-------- Data extract
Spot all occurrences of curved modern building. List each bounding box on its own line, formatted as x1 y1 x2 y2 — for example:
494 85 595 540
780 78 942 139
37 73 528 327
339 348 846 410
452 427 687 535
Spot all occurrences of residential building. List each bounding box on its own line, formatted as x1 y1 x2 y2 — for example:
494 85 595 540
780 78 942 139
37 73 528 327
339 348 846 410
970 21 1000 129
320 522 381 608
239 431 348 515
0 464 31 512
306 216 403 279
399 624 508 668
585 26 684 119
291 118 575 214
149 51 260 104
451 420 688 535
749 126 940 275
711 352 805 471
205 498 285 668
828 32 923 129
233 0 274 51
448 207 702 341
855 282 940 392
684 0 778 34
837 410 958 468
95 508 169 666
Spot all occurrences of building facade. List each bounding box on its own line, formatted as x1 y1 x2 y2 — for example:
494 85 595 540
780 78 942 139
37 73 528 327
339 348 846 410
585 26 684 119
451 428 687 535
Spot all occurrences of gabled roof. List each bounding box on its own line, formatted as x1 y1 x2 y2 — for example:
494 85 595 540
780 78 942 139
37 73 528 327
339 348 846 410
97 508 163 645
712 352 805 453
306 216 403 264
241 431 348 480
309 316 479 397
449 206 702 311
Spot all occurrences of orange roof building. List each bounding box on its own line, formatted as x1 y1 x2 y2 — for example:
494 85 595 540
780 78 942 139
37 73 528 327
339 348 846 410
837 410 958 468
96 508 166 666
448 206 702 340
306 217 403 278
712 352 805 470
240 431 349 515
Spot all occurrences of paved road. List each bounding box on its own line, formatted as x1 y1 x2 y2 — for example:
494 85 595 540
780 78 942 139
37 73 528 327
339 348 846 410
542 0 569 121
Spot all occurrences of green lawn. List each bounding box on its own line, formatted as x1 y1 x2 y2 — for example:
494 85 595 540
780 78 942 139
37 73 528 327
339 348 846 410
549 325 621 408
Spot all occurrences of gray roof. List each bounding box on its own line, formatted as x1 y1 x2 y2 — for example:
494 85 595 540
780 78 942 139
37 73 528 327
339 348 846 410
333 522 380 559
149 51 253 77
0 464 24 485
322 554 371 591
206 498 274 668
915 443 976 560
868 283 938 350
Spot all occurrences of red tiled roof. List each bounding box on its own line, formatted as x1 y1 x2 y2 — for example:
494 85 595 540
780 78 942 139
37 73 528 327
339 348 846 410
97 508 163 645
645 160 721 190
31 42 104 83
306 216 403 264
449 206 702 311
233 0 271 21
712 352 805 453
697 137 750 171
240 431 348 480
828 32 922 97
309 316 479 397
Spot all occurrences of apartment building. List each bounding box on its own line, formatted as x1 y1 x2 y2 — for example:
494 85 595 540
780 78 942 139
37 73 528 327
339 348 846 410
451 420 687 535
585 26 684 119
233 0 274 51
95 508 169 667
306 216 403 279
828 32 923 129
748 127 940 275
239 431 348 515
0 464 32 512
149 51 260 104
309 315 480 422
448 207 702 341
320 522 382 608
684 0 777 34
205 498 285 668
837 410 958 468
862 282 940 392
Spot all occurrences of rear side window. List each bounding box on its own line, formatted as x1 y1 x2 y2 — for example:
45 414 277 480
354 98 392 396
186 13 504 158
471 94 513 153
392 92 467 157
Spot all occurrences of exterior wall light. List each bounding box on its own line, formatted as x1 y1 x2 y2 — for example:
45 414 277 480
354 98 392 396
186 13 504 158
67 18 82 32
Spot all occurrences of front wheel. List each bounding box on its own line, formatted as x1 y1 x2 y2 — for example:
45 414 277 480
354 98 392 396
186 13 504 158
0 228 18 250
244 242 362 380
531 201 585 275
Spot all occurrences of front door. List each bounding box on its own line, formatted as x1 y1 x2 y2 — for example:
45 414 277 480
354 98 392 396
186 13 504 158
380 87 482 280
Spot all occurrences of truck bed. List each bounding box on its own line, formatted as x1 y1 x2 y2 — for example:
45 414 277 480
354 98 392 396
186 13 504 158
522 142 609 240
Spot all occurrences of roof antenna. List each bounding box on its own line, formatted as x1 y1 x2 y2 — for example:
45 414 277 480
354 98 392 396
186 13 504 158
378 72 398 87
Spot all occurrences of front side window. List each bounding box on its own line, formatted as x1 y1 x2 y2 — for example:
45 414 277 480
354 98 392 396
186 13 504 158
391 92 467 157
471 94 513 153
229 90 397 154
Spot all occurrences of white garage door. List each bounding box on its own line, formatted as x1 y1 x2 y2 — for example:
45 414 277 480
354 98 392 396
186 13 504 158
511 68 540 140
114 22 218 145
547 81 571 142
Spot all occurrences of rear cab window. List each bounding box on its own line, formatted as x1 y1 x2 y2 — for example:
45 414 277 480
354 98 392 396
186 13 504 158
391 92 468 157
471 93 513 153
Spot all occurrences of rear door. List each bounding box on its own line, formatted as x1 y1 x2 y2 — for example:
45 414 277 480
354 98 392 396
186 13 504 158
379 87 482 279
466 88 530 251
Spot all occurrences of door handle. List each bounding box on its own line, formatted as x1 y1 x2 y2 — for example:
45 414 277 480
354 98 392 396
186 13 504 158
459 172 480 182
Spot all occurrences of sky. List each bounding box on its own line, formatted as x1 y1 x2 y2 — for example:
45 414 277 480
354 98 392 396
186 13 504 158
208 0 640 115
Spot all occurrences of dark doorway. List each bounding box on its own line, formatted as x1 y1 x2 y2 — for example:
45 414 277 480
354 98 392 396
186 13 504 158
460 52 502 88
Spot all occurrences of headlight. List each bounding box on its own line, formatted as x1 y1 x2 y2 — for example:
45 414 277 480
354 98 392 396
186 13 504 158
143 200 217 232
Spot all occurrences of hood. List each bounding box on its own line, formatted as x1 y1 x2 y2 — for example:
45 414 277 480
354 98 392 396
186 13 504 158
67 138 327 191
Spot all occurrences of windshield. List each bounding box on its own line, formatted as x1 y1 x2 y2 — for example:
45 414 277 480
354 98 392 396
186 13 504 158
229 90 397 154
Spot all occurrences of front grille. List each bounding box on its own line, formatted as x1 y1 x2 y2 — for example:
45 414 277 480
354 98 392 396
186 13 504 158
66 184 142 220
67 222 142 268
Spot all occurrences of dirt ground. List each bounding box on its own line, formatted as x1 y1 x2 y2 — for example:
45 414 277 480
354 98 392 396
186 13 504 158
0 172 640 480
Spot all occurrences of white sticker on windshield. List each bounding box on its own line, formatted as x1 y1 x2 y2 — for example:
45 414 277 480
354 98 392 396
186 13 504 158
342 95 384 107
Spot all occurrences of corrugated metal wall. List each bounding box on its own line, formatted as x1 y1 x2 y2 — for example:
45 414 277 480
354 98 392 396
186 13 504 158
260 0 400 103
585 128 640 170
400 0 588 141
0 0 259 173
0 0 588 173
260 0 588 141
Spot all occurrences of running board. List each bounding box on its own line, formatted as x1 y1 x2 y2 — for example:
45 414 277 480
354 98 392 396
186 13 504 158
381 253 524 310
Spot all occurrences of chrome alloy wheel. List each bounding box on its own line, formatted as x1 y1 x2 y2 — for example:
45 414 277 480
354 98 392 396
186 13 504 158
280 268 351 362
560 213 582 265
----------------
Problem details:
Rewrite as a numbered list the lines from the one containing "Spot all occurrences of sky." through the one containing "67 222 142 268", including both, and leave out any blank lines.

Expected output:
1. Spot all occurrences of sky. List each bounding box on its own line, formatted as x1 y1 x2 y2 — for example:
2. 45 414 277 480
3. 354 98 392 396
4. 186 13 504 158
5. 208 0 640 115
6. Spot all occurrences of dark doorway. List each bounding box on its own line, formatted as x1 y1 x2 y2 — for example:
7. 45 414 277 480
8. 354 98 392 396
9. 186 13 504 158
10. 460 52 502 88
11. Spot all occurrences of headlight. List each bounding box on its own line, formatted as x1 y1 x2 y2 — for example:
12. 45 414 277 480
13. 354 98 392 396
14. 186 13 504 158
15. 143 200 217 232
16. Spot all occurrences of hood. List each bounding box on its own line, formatted as x1 y1 x2 y2 — for example:
17. 45 414 277 480
18. 354 98 392 396
19. 186 13 504 158
20. 67 138 327 191
21. Spot all occurrences of windshield. List each bounding box on its own line, formatted as x1 y1 x2 y2 — for example:
22. 45 414 277 480
23. 354 98 392 396
24. 186 13 504 158
25. 229 90 397 154
26. Spot all occurrences of front grille. List each bounding box on its own line, formatted as x1 y1 x2 y2 — for example:
27. 45 414 277 480
28. 354 98 392 396
29. 186 13 504 158
30. 66 184 142 220
31. 67 222 142 268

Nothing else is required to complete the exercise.